Display every line of the records below that contains the word "with". Treat uppercase and lowercase letters as distinct when matching.

- MATERIAL:
===
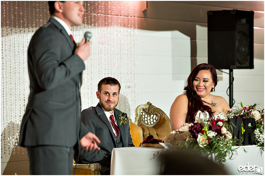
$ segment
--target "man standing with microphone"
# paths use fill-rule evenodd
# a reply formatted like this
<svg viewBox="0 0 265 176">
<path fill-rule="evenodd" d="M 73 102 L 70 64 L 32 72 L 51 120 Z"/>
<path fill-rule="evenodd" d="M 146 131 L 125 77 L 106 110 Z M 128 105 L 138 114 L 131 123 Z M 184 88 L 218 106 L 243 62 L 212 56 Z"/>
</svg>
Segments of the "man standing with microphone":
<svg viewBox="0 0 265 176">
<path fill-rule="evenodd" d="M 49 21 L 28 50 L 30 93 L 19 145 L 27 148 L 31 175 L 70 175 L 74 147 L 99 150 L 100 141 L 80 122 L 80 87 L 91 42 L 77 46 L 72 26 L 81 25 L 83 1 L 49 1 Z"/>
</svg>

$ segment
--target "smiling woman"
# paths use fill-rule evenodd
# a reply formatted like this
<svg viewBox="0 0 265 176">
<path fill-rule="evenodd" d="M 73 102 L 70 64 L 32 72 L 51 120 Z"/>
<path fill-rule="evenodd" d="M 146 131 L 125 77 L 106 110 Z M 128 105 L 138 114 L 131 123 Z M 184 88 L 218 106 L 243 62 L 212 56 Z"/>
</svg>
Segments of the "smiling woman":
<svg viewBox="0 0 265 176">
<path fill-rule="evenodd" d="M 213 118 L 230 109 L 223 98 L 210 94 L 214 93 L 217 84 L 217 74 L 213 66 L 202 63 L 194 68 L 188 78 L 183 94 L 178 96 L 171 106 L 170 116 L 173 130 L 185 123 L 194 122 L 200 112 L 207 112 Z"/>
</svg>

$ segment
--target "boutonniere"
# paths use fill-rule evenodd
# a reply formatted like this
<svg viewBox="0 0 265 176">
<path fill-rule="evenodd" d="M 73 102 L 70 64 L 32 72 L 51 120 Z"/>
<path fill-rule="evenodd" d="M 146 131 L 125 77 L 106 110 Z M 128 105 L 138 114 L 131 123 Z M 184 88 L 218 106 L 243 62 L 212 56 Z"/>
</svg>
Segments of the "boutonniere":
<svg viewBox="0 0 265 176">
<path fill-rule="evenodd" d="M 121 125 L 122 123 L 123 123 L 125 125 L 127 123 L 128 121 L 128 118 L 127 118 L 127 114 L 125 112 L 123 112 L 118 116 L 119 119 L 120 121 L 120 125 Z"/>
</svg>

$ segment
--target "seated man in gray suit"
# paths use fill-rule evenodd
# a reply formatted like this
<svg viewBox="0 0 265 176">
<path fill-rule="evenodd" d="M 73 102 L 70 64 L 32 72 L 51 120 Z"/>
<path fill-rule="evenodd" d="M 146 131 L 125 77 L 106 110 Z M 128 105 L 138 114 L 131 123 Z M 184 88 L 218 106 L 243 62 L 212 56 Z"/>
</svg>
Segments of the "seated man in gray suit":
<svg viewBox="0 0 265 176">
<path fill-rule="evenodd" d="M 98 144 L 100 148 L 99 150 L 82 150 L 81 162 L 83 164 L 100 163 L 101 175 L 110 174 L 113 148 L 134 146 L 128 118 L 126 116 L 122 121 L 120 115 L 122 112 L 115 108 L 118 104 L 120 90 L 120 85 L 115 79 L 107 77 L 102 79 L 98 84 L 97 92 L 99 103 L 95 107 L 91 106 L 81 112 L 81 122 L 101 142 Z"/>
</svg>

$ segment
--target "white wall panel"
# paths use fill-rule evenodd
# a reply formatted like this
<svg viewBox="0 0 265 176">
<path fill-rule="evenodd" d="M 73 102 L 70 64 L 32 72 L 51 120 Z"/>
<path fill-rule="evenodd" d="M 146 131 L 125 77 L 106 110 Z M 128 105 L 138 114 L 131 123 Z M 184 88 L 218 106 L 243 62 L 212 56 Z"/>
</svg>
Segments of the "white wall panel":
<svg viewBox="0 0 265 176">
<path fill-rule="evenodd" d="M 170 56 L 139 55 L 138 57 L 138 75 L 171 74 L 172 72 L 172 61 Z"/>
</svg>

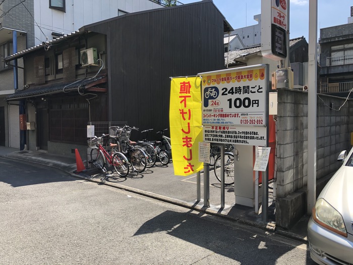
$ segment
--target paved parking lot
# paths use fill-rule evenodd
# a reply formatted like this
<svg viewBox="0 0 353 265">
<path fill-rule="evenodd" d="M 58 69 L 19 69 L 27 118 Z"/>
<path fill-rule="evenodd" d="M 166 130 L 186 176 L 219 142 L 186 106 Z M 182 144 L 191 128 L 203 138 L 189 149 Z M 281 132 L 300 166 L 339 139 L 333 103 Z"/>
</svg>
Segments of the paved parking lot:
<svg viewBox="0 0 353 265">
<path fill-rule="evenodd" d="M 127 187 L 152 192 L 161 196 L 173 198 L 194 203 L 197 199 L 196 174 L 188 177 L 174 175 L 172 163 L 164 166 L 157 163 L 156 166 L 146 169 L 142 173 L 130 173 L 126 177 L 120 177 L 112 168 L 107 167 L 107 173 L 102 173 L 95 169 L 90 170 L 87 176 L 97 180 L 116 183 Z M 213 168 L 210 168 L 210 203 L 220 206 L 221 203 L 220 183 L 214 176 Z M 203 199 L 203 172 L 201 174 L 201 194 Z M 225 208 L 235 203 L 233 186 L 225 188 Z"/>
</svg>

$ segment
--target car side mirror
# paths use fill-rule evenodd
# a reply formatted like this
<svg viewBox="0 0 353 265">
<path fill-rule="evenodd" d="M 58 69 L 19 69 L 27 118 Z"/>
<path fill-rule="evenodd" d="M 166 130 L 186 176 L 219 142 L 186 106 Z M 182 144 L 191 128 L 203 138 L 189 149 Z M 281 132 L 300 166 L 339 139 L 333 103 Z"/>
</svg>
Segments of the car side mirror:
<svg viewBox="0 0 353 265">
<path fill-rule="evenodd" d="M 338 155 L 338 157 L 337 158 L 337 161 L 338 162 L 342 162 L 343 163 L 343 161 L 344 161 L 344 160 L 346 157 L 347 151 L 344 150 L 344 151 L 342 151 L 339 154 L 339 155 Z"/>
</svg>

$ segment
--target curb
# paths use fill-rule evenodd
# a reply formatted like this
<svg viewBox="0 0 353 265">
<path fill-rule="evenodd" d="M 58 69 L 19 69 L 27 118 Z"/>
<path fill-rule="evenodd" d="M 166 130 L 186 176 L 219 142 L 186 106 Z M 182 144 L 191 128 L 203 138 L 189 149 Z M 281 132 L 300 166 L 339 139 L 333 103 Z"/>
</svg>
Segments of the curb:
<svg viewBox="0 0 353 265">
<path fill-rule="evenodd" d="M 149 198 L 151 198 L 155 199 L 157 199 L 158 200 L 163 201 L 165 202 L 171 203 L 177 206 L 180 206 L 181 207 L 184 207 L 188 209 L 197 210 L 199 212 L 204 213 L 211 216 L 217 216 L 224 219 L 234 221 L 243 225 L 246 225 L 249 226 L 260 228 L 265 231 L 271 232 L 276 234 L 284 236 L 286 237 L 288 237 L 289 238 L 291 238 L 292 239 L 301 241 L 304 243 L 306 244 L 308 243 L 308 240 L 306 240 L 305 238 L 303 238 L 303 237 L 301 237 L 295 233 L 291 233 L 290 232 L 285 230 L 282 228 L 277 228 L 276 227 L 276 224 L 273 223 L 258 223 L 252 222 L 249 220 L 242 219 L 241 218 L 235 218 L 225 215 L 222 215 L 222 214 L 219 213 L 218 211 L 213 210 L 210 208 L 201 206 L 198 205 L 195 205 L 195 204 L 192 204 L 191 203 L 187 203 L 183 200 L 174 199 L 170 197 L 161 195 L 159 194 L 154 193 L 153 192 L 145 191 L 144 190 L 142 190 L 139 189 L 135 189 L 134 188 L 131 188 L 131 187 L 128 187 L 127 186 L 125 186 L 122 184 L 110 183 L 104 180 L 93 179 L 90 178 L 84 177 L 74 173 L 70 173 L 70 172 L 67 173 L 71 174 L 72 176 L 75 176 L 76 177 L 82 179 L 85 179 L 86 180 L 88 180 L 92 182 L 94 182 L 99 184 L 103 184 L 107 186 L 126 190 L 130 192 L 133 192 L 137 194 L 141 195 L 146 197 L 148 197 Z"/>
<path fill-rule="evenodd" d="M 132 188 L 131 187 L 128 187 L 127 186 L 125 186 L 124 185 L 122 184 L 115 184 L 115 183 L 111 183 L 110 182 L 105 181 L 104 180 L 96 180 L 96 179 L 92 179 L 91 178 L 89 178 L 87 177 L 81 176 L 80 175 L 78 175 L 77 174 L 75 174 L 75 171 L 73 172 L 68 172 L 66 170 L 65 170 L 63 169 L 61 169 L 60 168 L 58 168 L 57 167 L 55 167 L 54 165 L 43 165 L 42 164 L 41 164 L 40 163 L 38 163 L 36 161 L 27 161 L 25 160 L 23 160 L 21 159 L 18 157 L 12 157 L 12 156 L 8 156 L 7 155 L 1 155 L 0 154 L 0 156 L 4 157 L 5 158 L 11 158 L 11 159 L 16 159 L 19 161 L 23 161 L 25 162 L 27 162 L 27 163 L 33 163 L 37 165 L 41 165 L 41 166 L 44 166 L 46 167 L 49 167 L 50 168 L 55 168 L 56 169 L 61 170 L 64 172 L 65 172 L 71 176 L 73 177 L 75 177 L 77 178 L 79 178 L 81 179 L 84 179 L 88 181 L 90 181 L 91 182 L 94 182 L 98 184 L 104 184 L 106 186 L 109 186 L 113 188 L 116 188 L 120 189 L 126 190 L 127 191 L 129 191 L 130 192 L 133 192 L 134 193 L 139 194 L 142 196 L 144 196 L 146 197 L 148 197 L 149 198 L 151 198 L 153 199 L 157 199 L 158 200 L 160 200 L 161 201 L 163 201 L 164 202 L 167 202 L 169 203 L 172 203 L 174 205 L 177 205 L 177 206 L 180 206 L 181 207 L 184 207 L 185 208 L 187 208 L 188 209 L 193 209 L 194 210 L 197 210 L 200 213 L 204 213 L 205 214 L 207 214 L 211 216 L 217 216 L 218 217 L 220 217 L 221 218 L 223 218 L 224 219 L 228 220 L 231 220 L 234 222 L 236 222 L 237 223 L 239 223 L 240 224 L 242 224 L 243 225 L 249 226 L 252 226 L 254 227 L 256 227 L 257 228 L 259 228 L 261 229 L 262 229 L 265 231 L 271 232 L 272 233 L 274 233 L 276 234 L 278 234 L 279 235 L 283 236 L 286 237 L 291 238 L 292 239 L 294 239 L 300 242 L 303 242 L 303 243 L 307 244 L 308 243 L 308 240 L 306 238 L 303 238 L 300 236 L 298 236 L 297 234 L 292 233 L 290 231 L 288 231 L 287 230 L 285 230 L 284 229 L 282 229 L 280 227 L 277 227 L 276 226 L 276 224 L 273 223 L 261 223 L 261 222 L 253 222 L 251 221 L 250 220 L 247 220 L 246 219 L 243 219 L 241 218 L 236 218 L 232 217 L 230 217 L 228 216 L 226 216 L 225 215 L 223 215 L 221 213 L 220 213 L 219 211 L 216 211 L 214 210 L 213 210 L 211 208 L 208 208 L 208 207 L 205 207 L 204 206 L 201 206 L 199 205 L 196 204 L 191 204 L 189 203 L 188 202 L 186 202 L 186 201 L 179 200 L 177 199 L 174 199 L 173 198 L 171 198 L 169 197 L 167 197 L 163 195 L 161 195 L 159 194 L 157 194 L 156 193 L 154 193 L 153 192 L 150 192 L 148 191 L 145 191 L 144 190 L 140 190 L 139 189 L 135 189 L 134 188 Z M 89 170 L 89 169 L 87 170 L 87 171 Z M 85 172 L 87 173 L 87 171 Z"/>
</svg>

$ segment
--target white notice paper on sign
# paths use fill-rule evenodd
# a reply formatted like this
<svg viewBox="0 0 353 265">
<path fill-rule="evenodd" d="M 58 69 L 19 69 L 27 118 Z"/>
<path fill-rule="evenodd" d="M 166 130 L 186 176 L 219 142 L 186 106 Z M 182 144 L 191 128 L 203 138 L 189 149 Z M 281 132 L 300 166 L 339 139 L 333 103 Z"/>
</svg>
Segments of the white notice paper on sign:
===
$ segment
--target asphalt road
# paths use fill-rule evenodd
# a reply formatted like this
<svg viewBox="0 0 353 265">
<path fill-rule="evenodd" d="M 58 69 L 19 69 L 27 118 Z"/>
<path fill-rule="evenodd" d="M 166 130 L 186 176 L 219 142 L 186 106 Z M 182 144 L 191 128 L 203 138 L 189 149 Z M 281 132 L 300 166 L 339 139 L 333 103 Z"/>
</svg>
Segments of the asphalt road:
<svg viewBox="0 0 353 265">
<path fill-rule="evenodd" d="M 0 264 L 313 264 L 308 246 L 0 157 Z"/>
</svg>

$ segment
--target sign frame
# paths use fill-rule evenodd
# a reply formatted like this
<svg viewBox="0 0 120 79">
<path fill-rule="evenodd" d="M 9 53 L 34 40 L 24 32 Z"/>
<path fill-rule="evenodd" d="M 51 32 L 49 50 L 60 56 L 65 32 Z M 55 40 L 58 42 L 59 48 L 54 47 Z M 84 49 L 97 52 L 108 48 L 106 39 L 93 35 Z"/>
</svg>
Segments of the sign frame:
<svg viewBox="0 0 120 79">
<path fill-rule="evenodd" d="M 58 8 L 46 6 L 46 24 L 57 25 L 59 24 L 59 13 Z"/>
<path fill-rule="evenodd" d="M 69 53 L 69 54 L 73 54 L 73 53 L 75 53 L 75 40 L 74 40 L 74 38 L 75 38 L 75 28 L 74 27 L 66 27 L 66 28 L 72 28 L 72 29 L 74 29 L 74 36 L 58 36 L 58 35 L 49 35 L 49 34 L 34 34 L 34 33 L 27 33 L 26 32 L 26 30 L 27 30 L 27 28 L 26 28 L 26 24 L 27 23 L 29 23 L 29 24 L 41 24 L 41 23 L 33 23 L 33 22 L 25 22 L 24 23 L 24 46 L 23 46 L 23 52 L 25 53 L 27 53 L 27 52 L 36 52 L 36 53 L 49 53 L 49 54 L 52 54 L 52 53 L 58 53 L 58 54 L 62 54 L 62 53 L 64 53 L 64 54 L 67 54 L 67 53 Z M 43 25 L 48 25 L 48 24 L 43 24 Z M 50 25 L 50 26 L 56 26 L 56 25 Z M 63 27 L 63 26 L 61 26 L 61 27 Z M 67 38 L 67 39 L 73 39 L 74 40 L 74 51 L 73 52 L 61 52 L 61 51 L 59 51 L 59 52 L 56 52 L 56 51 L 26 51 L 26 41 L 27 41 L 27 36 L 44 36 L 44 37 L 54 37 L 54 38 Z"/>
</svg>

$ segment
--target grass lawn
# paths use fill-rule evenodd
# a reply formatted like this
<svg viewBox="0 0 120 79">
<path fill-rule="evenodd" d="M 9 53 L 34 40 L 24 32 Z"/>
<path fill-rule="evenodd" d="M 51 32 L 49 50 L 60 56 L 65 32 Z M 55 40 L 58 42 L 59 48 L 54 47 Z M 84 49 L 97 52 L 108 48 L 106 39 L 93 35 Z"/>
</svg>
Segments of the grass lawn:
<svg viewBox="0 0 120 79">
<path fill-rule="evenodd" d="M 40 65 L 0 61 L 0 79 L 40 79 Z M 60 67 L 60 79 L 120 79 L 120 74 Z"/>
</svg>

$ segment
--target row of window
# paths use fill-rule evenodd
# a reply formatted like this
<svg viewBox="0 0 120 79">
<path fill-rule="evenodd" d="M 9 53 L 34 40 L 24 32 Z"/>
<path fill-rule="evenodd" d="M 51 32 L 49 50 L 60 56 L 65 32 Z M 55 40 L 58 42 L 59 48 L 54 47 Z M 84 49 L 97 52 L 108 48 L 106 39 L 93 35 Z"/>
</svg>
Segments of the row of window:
===
- TASK RESULT:
--target "man standing with microphone"
Segments of the "man standing with microphone":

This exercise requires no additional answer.